_BRANO PROPOSTO_
....

Ashoka, l’imperatore pacifista dell’India

Inorridito dagli eccidi e dalle deportazioni che aveva causato conquistando il regno di Kalinga, il re si convertì al buddhismo e rinnegò l’uso della violenza per governare

Ashoka fu il terzo imperatore dei Maurya, una dinastia che fra il IV e il II secolo a.C. dominò un territorio formato dalla quasi totalità di India, Pakistan e parte dell’Afghanistan. Con abilità e forza militare, i Maurya si espansero progressivamente da Pataliputra (Patna), la capitale del regno, situata nel bacino del fiume Gange, fino a quando Ashoka non riuscì a unificare tutto il territorio dell’India per la prima volta nella storia.

Secondo una leggenda indiana di tradizione buddhista, Ashoka era figlio del re Bindusara e di una delle sue mogli, Subhadrangi, la figlia di un bramino. Si narra che, allontanata dal letto del re da un intrigo di palazzo, quando infine riuscì a unirsi al marito e a dargli un figlio gli impose il nome di Ashoka, “senza sofferenza”, perché la nascita del bambino aveva posto fine alle sofferenze della madre. Il principe Ashoka godette sempre della fiducia del padre, che gli affidò il governo delle province di Ujjain e di Gandhara. Alla morte di Bindusara, nel 273 a.C., Ashoka s'impadronì del potere, e per farlo ordinò che fossero uccisi tutti i suoi fratelli – sei secondo una fonte; novantanove secondo altre – e di torturare i loro sostenitori. Dopo quattro anni di sanguinosa guerra civile, s'insediò finalmente sul trono di Pataliputra e diede inizio a un regno che fu caratterizzato da un cruento dispotismo.

....

_MATERIALE FORNITO_
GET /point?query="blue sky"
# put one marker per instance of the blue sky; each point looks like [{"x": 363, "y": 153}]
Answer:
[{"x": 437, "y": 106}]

....

_COMPITI DA SVOLGERE_
1) Cita dal brano su Ashoka il passo che comincia con "Inorridito dagli eccidi" e si chiude con "volta nella storia.".
2) Riassumi in due frasi il brano su Ashoka.
3) Prosegui il brano su Ashoka, riprendendo subito dopo la sua ultima frase.

_RISPOSTE PER COMPITO_
1)
Inorridito dagli eccidi e dalle deportazioni che aveva causato conquistando il regno di Kalinga, il re si convertì al buddhismo e rinnegò l’uso della violenza per governare

Ashoka fu il terzo imperatore dei Maurya, una dinastia che fra il IV e il II secolo a.C. dominò un territorio formato dalla quasi totalità di India, Pakistan e parte dell’Afghanistan. Con abilità e forza militare, i Maurya si espansero progressivamente da Pataliputra (Patna), la capitale del regno, situata nel bacino del fiume Gange, fino a quando Ashoka non riuscì a unificare tutto il territorio dell’India per la prima volta nella storia.

2) Ashoka fu il terzo imperatore della dinastia Maurya, che fra il IV e il II secolo a.C. dominò quasi tutta l'India, il Pakistan e parte dell'Afghanistan, e fu il primo a unificare l'intero territorio indiano. Secondo una leggenda buddhista era figlio del re Bindusara e di Subhadrangi; alla morte del padre, nel 273 a.C., prese il potere facendo uccidere i fratelli e, dopo quattro anni di guerra civile, regnò da Pataliputra con un cruento dispotismo.

3)
In un rilievo del grande stupa di Sanchi, Ashoka è raffigurato in pellegrinaggio a bordo di un carro

In un rilievo del grande stupa di Sanchi, Ashoka è raffigurato in pellegrinaggio a bordo di un carro

Foto: Adam Wolfitt / Corbis / Cordon Press

Sovrano implacabile

In effetti, le cronache riportano numerosi episodi, forse leggendari, che gli valsero il soprannome di Chanda Ashoka, «Ashoka il crudele». Si diceva, per esempio, che quando le donne del suo harem lo denigrarono per la sua bruttezza, ordinò di bruciarne cinquecento. Il pellegrino buddhista cinese Fa Xian raccolse la tradizione secondo la quale Ashoka aveva fatto costruire un inferno terrestre sotto forma di giardino cinto da mura, nel quale l’imperatore attirava i curiosi per poi sottoporli a crudeli torture. Narra la leggenda che un monaco buddhista sopportò i supplizi e in questo modo riuscì a convertire il sovrano.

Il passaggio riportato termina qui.